▸ PASSAGE PROPOSÉ:
--------------------

Thèmes et interprétations

Il y a 261 entrées dans ce glossaire.
Tout A B C D E F G H I J L M N O P Q R S T U V
Terme
RIRE

L’œuvre de Mirbeau reflète un profond pessimisme et comporte quantité de scènes horribles de nature à susciter le dégoût ou la terreur. Et pourtant on rit beaucoup en le lisant ou en regardant ses pièces. Comment expliquer qu’on puisse en rire alors qu’on devrait plutôt en pleurer ou en frémir ?

 

Rire subversif

Le rire suppose généralement la complicité de ceux qui rient face à ceux dont ils rient, qui se trouvent moqués, et par conséquent rabaissés, voire humiliés. Il peut donc, non seulement être cruel pour ceux qui en font les frais, mais constituer de surcroît un moyen de souder un groupe par opposition à un autre, ou une majorité contre une minorité, qui peut à l’occasion servir de bouc émissaire, comme on le voit, par exemple, dans les “blagues” racistes ou xénophobes. C’est ainsi que la majorité des amuseurs professionnels, aujourd’hui comme autrefois, caressent leur public dans le sens du poil et ne font donc que renforcer le conformisme ambiant, dans une société et à une époque données.

Mirbeau le démystificateur ne mange évidemment pas de ce pain-là et il n’a jamais été question pour lui de se complaire dans les idées reçues, ni d’être complice des préjugés en tous genres, fauteurs de haines homicides, de la majorité dite « silencieuse », mais qu’il juge le plus souvent cruelle et stupide. Il se sert au contraire du rire comme d’une arme de subversion et vise à révéler à son lectorat le dessous des cartes, à lui montrer les choses sous un jour totalement nouveau, à le faire pénétrer dans les coulisses du theatrum mundi, d’ordinaire interdites au profanum vulgus, et à susciter le rire par l’exposition de ce qui est soigneusement caché et qui apparaît dans tout son grotesque et toute sa hideur. Il se heurte alors à une grosse difficulté : avec sa pédagogie de choc, loin de cimenter le groupe, il risque fort de le scinder en heurtant de front ses habitudes de pensée, car il sait qu’une majorité de lecteurs ne pourront pas accepter une remise en cause radicale du formatage qui leur a été imposé depuis leur naissance et que seule une faible minorité d’« âmes naïves » est susceptible de se laisser toucher, voire ébranler, par ses révélations. Ce n’est évidemment pas suffisant pour qui souhaite participer à l’indispensable révolution culturelle, préalable au grand chambardement que l’anarchiste Mirbeau appelle de ses vœux. Pour lui, la question semble donc se poser en ces termes : comment réussir malgré tout à faire rire le grand public, que ce soit dans ses chroniques désopilantes, dans ses farces ou dans une grande comédie telle que Les affaires sont les affaires (1903), sans pour autant flatter ses préjugés ?

--------------------

Enregistrements de désignation d'objets nommés:
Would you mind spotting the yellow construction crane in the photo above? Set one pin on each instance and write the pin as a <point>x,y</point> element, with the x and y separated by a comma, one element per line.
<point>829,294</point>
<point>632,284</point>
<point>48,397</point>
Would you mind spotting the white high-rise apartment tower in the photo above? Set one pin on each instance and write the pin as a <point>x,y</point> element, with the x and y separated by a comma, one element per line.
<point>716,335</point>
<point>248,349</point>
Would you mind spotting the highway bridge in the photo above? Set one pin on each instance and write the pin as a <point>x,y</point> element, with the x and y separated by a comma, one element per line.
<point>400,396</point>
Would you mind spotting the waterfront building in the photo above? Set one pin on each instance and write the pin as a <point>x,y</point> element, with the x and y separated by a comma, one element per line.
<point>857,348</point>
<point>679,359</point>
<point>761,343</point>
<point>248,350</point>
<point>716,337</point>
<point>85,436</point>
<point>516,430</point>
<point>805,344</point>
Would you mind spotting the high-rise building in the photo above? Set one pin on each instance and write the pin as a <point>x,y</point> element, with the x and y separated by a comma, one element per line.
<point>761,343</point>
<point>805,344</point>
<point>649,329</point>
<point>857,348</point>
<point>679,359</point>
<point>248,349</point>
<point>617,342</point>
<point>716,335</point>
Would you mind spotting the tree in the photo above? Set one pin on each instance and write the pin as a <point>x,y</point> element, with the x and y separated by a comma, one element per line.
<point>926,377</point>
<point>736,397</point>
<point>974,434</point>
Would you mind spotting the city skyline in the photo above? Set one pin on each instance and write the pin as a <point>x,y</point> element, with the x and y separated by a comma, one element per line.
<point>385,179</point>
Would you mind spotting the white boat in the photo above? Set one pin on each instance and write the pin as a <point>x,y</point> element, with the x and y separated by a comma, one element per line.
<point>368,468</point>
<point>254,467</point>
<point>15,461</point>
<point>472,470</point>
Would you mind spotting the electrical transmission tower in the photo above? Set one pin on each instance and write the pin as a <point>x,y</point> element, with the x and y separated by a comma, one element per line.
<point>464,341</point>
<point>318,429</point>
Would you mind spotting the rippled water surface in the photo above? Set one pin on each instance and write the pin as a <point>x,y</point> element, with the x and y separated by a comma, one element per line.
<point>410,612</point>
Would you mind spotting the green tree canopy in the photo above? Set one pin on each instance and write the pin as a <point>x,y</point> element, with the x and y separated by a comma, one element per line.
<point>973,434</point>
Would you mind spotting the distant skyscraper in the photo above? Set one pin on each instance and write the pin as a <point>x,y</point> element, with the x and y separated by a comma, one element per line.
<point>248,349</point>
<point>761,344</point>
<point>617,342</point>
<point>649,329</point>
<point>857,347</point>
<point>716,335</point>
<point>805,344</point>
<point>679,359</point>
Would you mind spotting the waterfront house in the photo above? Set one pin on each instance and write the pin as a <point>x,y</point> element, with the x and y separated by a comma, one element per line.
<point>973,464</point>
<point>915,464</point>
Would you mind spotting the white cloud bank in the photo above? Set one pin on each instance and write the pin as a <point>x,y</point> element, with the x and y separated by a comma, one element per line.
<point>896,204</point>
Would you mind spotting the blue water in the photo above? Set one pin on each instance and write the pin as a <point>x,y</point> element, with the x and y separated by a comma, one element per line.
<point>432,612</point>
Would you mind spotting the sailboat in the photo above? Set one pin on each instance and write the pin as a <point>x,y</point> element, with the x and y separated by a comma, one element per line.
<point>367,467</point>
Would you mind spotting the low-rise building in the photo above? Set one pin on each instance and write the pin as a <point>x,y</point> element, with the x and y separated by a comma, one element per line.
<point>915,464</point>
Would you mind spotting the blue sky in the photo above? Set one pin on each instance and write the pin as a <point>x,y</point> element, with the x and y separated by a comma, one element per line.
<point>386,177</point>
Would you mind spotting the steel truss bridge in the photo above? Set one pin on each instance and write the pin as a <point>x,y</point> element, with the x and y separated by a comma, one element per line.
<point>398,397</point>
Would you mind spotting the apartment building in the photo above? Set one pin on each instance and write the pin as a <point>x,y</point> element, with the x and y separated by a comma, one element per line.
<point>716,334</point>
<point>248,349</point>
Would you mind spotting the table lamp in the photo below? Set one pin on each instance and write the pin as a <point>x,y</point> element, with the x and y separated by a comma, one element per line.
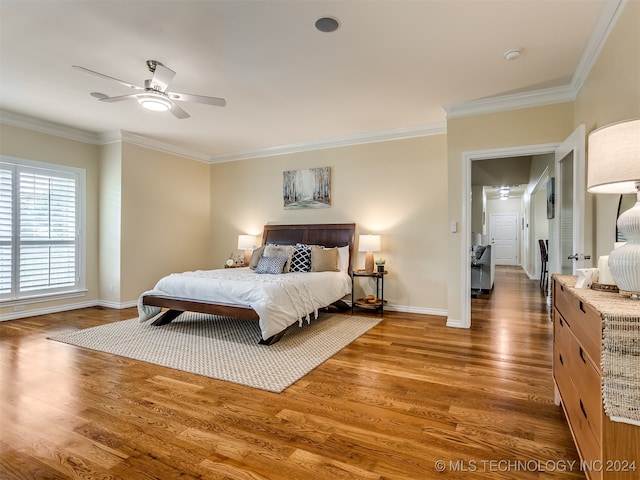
<point>614,167</point>
<point>369,243</point>
<point>246,243</point>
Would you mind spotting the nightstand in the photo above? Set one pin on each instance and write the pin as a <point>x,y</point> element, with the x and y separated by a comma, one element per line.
<point>361,302</point>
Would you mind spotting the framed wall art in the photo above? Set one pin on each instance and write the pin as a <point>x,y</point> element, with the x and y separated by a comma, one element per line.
<point>551,197</point>
<point>309,188</point>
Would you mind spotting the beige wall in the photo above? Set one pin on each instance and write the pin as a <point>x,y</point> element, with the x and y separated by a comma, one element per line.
<point>110,223</point>
<point>530,126</point>
<point>393,188</point>
<point>165,217</point>
<point>27,144</point>
<point>611,94</point>
<point>178,214</point>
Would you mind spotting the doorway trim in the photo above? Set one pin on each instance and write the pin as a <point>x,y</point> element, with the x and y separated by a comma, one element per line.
<point>465,231</point>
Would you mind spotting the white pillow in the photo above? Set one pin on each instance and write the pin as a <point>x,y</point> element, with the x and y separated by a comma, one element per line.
<point>343,259</point>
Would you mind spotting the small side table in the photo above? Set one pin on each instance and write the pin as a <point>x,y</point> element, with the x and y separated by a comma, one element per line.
<point>361,303</point>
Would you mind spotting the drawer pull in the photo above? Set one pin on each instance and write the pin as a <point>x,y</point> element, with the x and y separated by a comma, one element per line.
<point>582,355</point>
<point>583,410</point>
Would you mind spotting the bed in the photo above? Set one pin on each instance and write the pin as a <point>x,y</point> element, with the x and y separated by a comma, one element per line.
<point>241,293</point>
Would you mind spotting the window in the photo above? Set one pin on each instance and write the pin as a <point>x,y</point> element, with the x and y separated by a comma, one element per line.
<point>41,229</point>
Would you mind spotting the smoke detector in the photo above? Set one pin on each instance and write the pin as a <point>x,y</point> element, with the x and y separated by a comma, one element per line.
<point>512,54</point>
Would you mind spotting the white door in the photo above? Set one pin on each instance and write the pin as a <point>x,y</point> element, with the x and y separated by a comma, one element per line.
<point>504,237</point>
<point>571,245</point>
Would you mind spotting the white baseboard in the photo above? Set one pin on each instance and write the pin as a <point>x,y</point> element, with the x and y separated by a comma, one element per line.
<point>451,322</point>
<point>67,307</point>
<point>133,303</point>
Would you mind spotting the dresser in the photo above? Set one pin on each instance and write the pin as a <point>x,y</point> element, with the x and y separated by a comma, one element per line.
<point>608,449</point>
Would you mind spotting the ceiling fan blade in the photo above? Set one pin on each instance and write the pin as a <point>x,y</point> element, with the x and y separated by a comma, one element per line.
<point>126,84</point>
<point>119,98</point>
<point>188,97</point>
<point>178,112</point>
<point>161,77</point>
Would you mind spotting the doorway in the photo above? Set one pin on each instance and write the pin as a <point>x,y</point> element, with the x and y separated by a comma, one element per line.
<point>581,231</point>
<point>468,158</point>
<point>504,237</point>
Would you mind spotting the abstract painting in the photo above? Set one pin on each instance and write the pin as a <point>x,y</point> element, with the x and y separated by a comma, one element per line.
<point>310,188</point>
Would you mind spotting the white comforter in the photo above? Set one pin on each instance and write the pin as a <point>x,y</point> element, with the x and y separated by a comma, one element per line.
<point>279,300</point>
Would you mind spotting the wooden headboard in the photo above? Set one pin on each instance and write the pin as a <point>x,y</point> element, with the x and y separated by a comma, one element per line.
<point>325,234</point>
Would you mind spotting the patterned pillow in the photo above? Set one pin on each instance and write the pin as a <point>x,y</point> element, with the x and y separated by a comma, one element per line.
<point>280,250</point>
<point>271,265</point>
<point>324,259</point>
<point>301,260</point>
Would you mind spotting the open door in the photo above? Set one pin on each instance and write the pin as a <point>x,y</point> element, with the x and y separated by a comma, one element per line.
<point>570,245</point>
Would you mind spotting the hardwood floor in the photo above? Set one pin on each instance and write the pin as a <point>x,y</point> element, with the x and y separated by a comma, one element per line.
<point>403,401</point>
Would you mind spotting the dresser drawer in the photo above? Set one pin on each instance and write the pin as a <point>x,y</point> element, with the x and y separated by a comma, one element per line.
<point>587,383</point>
<point>588,444</point>
<point>584,320</point>
<point>562,299</point>
<point>561,343</point>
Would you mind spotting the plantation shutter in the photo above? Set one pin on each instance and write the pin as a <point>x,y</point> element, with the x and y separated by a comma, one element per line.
<point>6,245</point>
<point>40,233</point>
<point>47,231</point>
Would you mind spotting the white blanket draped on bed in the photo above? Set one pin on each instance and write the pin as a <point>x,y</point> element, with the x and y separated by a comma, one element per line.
<point>279,300</point>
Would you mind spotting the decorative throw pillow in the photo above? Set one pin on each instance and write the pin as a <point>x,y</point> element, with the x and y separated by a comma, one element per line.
<point>255,257</point>
<point>324,259</point>
<point>301,260</point>
<point>280,250</point>
<point>343,259</point>
<point>271,265</point>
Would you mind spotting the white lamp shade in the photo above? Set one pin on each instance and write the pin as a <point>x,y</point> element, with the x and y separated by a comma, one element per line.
<point>369,243</point>
<point>614,158</point>
<point>246,242</point>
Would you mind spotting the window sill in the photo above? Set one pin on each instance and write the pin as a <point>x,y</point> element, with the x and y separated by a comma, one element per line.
<point>47,297</point>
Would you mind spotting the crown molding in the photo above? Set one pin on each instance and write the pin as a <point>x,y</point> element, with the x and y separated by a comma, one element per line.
<point>50,128</point>
<point>536,98</point>
<point>343,141</point>
<point>610,13</point>
<point>116,136</point>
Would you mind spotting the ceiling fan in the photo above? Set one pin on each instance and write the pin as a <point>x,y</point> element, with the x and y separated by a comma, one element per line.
<point>154,95</point>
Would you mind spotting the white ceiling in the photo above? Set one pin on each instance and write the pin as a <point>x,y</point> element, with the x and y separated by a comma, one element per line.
<point>390,69</point>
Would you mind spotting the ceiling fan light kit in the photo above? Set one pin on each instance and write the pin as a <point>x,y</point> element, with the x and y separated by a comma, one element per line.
<point>154,102</point>
<point>154,95</point>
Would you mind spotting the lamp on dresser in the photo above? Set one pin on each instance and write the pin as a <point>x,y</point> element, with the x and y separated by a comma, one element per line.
<point>246,243</point>
<point>368,243</point>
<point>614,167</point>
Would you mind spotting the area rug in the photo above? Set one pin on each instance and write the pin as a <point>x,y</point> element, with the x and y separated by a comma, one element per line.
<point>226,348</point>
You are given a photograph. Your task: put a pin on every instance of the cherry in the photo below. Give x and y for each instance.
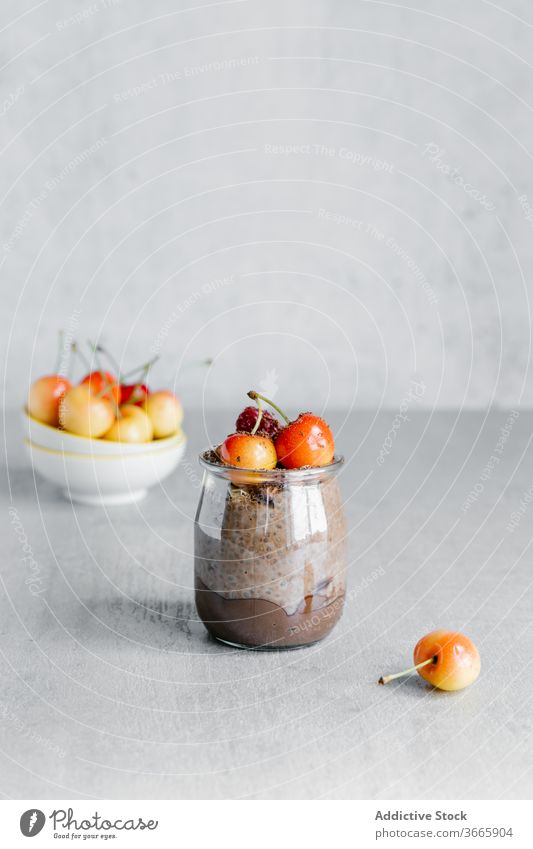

--------------------

Donnez la suite du passage consacré au rire chez Mirbeau, en reprenant juste après sa dernière phrase. Les enregistrements n'interviennent en rien dans ce travail.

▸ RÉSULTAT ATTENDU:
 

Rire de transgression et rire vengeur

La réponse n’a rien d’évident, et il peut arriver au chroniqueur de se contenter de procédés éprouvés, tels que le grossissement et la déformation des traits, l’emballement farcesque, l’exagération de pure fantaisie, l’incongruité cocasse et la loufoquerie allaisienne (par exemple « Le Concombre fugitif »), le calembour facile et le jeu de mots, qui ne menacent aucune institution respectable ni aucun des fondements de l’idéologie dominante, au risque de passer alors pour un simple amuseur comme les autres, bref comme un écrivain pas bien sérieux.

Le plus souvent, cependant, à la fantaisie purement gratuite et, a fortiori, aux ficelles grossières et trop faciles pour être vraiment honnêtes, il préfère le comique de transgression. Ce qui suscite le rire, c’est alors un décalage, qui peut prendre plusieurs formes :

- Décalage entre ce qu’imagine le lecteur et ce qui lui est montré, provoquant sa surprise et, éventuellement, ses interrogations. Pensons par exemple à l’épisode de « l’étrange relique » dans Le Journal d’une femme de chambre, qui permet de tourner en dérision les formes de la religiosité catholique au XIXe siècle.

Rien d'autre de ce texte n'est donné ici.